(Problem) Summarize the text on Ray Stevenson in two sentences.

(Extract provided)
————————

= Ray Stevenson (political activist) =

Canadian communist (1919–2004)

Raymond Leslie Stevenson (December 17, 1919 – August 24, 2004) was a Canadian writer and political activist. He was an executive member of the International Council for Friendship and Solidarity with Soviet People and Associate and Editor of Northstar Compass – the organization's print publication. Stevenson worked on Northstar Compass for over thirteen years. Stevenson was an executive member of the World Peace Congress and a trade union organizer.

Stevenson was a member of the Communist Party of Canada from 1940 to 1998, serving for many years on its Central Committee and many of its Commissions.

==Biography==

=== Early life and military service ===
Stevenson was born near Virden, Manitoba. He began working in the gold mines of north-eastern Manitoba in 1938 but moved to Kirkland Lake, Ontario, after being fired for being an "undesirable element". In Ontario, he worked for Upper Canada Mines and joined Local 240 of the militant Mine, Mill, and Smelters Union and participated in its 1941–1942 recognition strike.

He served in the Canadian Army from 1942 to 1946, as a first lieutenant. Due to his affiliations, he was not permitted to serve overseas during World War II. Though Stevenson requested that he be sent overseas several times, his requests were denied. He learned through "a clandestine source in army intelligence," that he "would not be shipped overseas for political reasons." "There was a long delay in sending us through [officer training] while HQ was making up its mind what to do with some of us," recalled Stevenson. Ultimately, he was assigned to develop a curriculum for soldiers facing overseas deployment, educating them on the nature of fascism. While warned not to teach the communist party line, he was allowed to choose fellow communist Sam Walsh as an aide and was eventually promoted to the rank of captain.

————————

Records taken from a dataset
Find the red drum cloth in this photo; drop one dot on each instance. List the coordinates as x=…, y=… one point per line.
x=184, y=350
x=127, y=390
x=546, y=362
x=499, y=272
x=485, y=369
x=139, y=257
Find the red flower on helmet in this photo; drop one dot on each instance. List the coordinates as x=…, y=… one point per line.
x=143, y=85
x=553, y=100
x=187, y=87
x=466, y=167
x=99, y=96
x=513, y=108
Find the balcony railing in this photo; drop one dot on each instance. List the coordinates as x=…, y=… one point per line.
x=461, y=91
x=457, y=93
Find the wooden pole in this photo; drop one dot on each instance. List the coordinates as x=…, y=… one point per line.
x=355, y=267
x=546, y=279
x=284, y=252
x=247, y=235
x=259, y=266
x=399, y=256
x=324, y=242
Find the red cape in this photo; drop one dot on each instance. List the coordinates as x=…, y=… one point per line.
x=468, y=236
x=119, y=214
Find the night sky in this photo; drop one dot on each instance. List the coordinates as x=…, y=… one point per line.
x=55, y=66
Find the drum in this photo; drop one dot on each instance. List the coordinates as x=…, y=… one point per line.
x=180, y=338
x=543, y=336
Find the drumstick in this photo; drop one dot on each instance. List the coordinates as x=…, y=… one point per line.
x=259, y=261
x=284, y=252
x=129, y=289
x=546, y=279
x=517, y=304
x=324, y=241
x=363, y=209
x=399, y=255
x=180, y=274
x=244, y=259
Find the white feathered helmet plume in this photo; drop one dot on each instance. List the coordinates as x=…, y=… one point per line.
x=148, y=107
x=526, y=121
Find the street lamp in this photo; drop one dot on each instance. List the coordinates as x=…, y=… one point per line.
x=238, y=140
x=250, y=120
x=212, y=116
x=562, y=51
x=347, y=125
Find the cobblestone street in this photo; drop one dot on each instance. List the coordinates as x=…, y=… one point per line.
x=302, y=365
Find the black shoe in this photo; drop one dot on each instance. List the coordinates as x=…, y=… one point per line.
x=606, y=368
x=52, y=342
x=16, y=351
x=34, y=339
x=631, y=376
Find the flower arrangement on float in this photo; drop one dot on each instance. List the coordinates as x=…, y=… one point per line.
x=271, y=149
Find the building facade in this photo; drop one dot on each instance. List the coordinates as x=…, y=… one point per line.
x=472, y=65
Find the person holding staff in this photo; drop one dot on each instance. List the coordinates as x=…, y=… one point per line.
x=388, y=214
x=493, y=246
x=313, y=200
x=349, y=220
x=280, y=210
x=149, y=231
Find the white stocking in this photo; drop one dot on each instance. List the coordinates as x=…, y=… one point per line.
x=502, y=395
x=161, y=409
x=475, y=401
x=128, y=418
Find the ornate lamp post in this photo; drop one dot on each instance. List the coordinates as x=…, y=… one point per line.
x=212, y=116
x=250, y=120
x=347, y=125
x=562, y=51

————————

(Problem solution) Ray Stevenson (1919–2004) was a Canadian writer, political activist and trade union organizer who belonged to the Communist Party of Canada from 1940 to 1998 and spent over thirteen years working on Northstar Compass. After working in gold mines and joining the Mine, Mill, and Smelters Union, he served in the Canadian Army from 1942 to 1946, where his political affiliations kept him from being sent overseas and he instead developed a curriculum teaching soldiers about fascism.